AIM OF THE EXERCISE:
Every entry below is to be retyped exactly as it appears.

(Natural language region descriptions)
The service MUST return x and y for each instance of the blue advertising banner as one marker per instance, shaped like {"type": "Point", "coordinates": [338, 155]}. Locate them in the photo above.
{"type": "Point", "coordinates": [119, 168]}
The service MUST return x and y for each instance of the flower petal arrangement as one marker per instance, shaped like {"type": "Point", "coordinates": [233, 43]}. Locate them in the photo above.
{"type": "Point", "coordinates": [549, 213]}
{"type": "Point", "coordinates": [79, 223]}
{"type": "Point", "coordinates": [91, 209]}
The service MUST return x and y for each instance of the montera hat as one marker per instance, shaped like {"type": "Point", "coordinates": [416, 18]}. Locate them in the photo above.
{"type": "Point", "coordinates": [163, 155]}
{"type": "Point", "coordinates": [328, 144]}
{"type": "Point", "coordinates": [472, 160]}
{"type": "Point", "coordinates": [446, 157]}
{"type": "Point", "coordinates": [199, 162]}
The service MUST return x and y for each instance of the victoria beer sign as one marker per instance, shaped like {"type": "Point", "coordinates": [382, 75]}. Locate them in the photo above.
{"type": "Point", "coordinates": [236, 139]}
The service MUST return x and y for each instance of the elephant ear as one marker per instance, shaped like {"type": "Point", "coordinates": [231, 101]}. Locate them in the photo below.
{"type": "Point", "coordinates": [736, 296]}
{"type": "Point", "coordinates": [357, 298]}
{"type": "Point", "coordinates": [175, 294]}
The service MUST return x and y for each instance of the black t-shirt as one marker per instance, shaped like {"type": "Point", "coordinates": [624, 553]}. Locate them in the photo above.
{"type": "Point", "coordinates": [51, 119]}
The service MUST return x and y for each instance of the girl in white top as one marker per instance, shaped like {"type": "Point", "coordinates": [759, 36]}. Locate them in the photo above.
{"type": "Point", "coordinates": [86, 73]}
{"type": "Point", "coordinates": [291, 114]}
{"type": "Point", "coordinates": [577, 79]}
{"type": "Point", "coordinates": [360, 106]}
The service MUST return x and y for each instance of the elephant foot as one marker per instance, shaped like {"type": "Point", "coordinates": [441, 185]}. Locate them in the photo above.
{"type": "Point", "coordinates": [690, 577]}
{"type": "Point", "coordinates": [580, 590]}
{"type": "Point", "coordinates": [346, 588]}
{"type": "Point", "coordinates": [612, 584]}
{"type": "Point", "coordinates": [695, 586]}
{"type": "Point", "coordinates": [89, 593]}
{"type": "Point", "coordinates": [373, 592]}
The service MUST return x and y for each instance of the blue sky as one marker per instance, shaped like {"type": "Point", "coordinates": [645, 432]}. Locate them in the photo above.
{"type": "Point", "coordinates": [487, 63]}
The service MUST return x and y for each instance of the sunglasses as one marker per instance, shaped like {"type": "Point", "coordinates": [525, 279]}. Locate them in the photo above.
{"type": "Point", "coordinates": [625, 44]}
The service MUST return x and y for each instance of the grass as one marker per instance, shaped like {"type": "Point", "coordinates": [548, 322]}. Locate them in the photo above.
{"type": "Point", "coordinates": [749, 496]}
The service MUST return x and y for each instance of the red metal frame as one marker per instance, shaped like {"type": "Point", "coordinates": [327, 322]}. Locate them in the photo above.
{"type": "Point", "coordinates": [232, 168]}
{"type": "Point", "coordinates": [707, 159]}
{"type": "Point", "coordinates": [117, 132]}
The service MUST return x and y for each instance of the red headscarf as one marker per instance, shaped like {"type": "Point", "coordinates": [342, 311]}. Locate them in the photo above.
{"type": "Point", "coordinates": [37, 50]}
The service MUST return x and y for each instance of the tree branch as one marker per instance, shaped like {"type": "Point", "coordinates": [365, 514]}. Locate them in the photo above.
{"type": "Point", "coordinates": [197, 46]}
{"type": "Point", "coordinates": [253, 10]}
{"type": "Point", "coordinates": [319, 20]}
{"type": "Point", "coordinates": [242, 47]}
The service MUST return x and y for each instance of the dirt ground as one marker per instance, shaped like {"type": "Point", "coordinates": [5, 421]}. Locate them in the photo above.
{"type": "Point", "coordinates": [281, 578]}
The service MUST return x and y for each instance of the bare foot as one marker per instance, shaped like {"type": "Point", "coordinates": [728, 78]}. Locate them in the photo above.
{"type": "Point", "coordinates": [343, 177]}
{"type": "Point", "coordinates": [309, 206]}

ANSWER SECTION:
The service MUST return x and y for each instance of the blue advertising banner as one marker per instance, shaped like {"type": "Point", "coordinates": [338, 155]}. Locate them in the photo above.
{"type": "Point", "coordinates": [119, 168]}
The service MUST return x and y for each instance of the flower petal arrangement as one marker per instance, shaped like {"type": "Point", "coordinates": [233, 43]}. Locate them in the photo above.
{"type": "Point", "coordinates": [549, 213]}
{"type": "Point", "coordinates": [79, 223]}
{"type": "Point", "coordinates": [91, 209]}
The service MUST return x and y for each instance of the montera hat as one marker per instance, shaped like {"type": "Point", "coordinates": [416, 18]}. Locate them in the photo above.
{"type": "Point", "coordinates": [163, 155]}
{"type": "Point", "coordinates": [328, 144]}
{"type": "Point", "coordinates": [472, 160]}
{"type": "Point", "coordinates": [446, 157]}
{"type": "Point", "coordinates": [199, 162]}
The service MUST return x and y for each instance of the victoria beer sign as one marker per instance, shaped like {"type": "Point", "coordinates": [382, 75]}. Locate them in the photo above.
{"type": "Point", "coordinates": [236, 139]}
The service MUST return x and y for each instance of the elephant ear as one marker per instance, shaped like {"type": "Point", "coordinates": [231, 101]}. Locate them in the photo below.
{"type": "Point", "coordinates": [736, 296]}
{"type": "Point", "coordinates": [357, 298]}
{"type": "Point", "coordinates": [175, 294]}
The service MUST return x and y for each instance of the black t-shirt as one marker per instance, shaped like {"type": "Point", "coordinates": [624, 553]}. Locate them in the photo above.
{"type": "Point", "coordinates": [51, 119]}
The service MUST return x and y for each instance of the girl in white top as one marker per instance, shaped like {"type": "Point", "coordinates": [759, 36]}. Locate them in the photo above.
{"type": "Point", "coordinates": [86, 73]}
{"type": "Point", "coordinates": [291, 114]}
{"type": "Point", "coordinates": [577, 79]}
{"type": "Point", "coordinates": [360, 106]}
The service MUST return x and y for each instance of the elephant foot as one marker per instance, shaped like {"type": "Point", "coordinates": [441, 185]}. Locate them in the photo above.
{"type": "Point", "coordinates": [690, 577]}
{"type": "Point", "coordinates": [580, 590]}
{"type": "Point", "coordinates": [346, 588]}
{"type": "Point", "coordinates": [612, 584]}
{"type": "Point", "coordinates": [695, 586]}
{"type": "Point", "coordinates": [89, 593]}
{"type": "Point", "coordinates": [373, 592]}
The service MUST return x and y for each instance of the blue sky as one marker per instance, shaped like {"type": "Point", "coordinates": [645, 432]}. Locate them in the photo above.
{"type": "Point", "coordinates": [487, 63]}
The service MUST return x and y for each instance of the sunglasses as one marker per instance, shaped like {"type": "Point", "coordinates": [525, 279]}. Locate them in the photo above.
{"type": "Point", "coordinates": [625, 44]}
The service MUST return x and y for each instance of the grass as one marker per instance, shaped like {"type": "Point", "coordinates": [548, 322]}. Locate them in the photo above.
{"type": "Point", "coordinates": [749, 496]}
The service MUST return x and y for each instance of the red metal frame as one marker per instance, shaped like {"type": "Point", "coordinates": [327, 322]}. Locate them in the photo above.
{"type": "Point", "coordinates": [232, 168]}
{"type": "Point", "coordinates": [707, 159]}
{"type": "Point", "coordinates": [117, 132]}
The service MUST return x and y for each instance of the red headscarf as one marker per instance, shaped like {"type": "Point", "coordinates": [342, 311]}. Locate them in the photo above.
{"type": "Point", "coordinates": [37, 50]}
The service MUST return x and y for each instance of the tree branch as one marker per instance, shaped like {"type": "Point", "coordinates": [365, 514]}. Locate them in the photo above.
{"type": "Point", "coordinates": [197, 46]}
{"type": "Point", "coordinates": [253, 10]}
{"type": "Point", "coordinates": [319, 20]}
{"type": "Point", "coordinates": [242, 47]}
The service MUST return x and y for each instance of the dirt ground as one marker per instance, shaped like {"type": "Point", "coordinates": [5, 421]}. Locate them in the photo above.
{"type": "Point", "coordinates": [281, 578]}
The service MUST return x and y for each instance of the bare foot as one marker per instance, shaped like {"type": "Point", "coordinates": [728, 78]}. Locate them in the photo above.
{"type": "Point", "coordinates": [343, 177]}
{"type": "Point", "coordinates": [309, 206]}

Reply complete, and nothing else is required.